[Data for processing — start]

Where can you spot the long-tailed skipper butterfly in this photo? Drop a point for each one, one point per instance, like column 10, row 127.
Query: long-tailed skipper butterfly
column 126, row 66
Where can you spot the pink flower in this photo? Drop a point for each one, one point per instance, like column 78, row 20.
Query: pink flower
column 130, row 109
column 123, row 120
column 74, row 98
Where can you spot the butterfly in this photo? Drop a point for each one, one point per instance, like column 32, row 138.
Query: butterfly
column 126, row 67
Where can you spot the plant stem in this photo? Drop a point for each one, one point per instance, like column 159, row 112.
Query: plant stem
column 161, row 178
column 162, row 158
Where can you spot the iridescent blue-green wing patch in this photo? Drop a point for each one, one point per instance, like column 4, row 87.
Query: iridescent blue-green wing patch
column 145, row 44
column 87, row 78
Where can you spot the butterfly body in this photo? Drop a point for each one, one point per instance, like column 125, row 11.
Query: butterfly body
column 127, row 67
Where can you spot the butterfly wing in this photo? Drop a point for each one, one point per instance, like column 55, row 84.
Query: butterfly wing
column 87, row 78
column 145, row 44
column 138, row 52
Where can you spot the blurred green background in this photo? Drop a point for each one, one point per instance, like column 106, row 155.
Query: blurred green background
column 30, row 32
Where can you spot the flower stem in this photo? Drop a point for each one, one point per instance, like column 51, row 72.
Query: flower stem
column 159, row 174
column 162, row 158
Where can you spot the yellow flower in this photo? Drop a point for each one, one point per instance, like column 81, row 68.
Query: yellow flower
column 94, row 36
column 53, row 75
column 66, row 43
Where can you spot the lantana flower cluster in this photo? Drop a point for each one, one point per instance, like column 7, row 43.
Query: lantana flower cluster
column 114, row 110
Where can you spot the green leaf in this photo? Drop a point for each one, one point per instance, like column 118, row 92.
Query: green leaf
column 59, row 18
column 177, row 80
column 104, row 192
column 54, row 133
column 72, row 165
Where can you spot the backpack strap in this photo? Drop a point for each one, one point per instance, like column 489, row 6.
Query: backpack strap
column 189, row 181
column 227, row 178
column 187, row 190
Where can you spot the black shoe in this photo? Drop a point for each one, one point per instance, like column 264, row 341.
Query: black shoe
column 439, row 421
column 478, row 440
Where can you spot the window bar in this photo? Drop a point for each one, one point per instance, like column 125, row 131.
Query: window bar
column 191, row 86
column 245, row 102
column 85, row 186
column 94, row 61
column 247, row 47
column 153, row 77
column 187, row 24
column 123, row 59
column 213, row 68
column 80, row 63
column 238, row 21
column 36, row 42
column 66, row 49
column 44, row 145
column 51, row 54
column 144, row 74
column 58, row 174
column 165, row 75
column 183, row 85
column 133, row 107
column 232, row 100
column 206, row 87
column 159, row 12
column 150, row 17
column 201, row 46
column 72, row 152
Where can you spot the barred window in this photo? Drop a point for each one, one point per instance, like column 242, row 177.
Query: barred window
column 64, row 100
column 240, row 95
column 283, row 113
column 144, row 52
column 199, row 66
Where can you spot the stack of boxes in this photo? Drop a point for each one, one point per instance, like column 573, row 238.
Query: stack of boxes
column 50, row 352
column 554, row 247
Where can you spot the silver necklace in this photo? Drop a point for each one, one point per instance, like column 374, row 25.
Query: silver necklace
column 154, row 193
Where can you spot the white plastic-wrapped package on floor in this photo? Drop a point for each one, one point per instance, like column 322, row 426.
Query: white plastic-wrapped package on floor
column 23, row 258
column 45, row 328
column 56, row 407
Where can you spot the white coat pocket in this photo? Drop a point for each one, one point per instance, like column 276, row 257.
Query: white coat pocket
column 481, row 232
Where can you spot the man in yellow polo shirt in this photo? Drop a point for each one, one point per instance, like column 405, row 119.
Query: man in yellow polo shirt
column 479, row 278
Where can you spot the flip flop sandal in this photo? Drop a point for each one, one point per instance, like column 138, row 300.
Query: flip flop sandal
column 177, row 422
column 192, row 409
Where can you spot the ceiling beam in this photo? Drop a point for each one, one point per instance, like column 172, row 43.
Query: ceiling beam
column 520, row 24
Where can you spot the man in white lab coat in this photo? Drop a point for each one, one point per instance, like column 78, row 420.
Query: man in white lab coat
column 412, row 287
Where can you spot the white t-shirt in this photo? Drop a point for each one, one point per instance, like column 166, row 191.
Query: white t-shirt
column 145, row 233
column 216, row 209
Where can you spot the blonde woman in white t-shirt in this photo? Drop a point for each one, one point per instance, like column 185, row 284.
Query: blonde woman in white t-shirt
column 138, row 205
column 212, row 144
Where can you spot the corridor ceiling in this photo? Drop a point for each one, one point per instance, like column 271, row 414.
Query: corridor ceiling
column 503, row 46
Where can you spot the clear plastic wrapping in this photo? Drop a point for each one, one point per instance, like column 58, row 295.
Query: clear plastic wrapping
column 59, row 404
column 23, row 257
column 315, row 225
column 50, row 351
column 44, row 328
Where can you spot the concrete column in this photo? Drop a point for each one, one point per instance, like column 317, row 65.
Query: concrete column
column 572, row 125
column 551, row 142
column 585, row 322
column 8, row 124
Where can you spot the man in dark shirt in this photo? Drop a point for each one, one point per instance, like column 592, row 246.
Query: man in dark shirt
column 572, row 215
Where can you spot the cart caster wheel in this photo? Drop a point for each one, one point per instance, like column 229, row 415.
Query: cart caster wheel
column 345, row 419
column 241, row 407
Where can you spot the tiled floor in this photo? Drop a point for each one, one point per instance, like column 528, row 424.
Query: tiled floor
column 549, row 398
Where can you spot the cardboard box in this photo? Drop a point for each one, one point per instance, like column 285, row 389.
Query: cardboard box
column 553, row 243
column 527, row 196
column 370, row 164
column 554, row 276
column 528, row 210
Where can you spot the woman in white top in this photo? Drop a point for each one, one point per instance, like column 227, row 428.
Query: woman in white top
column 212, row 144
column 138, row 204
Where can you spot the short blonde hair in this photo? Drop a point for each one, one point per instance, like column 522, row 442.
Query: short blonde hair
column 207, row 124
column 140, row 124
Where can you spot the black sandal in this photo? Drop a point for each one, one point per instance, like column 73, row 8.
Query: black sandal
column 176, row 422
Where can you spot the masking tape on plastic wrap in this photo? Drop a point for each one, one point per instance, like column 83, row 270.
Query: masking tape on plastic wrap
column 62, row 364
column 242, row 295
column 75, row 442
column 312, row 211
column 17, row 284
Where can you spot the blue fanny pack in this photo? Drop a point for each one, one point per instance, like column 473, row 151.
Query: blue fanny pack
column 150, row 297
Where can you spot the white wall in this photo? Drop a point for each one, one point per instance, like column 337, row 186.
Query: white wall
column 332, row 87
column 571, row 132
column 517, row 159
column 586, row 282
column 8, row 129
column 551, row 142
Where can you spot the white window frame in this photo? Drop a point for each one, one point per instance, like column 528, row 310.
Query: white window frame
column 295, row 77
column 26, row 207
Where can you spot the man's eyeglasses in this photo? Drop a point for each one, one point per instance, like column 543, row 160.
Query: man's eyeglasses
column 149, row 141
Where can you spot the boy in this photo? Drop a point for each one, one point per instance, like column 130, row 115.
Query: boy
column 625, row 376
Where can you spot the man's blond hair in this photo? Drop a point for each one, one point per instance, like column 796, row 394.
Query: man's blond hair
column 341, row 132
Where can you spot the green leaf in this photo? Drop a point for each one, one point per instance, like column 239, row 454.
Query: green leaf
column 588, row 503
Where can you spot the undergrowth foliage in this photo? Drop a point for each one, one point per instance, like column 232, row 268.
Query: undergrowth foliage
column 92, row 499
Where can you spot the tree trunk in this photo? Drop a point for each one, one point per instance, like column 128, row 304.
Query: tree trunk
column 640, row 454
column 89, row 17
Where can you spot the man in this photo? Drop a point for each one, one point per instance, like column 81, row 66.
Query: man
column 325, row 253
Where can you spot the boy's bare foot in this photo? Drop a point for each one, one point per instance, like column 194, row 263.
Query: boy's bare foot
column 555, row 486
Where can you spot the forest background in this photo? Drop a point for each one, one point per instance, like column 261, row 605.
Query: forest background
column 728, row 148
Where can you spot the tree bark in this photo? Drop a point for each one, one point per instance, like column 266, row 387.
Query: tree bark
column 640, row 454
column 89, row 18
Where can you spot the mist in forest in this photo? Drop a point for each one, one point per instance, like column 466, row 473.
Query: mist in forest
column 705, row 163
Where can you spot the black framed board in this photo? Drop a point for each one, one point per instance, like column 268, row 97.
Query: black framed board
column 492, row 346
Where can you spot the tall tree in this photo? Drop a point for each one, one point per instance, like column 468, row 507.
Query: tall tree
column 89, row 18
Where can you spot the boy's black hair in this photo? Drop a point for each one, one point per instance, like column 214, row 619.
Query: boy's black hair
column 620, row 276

[Data for processing — finish]

= What to work on =
When the line with "Query: lantana flower cluster" is reached in the data above, begin copying, and stop after the line with "118, row 92."; copy each line exactly, both ends included.

= Expected answer =
Query: lantana flower cluster
column 114, row 110
Where can you spot the green leaf in this photo? Drop a point for each one, one point per instance, like column 118, row 92.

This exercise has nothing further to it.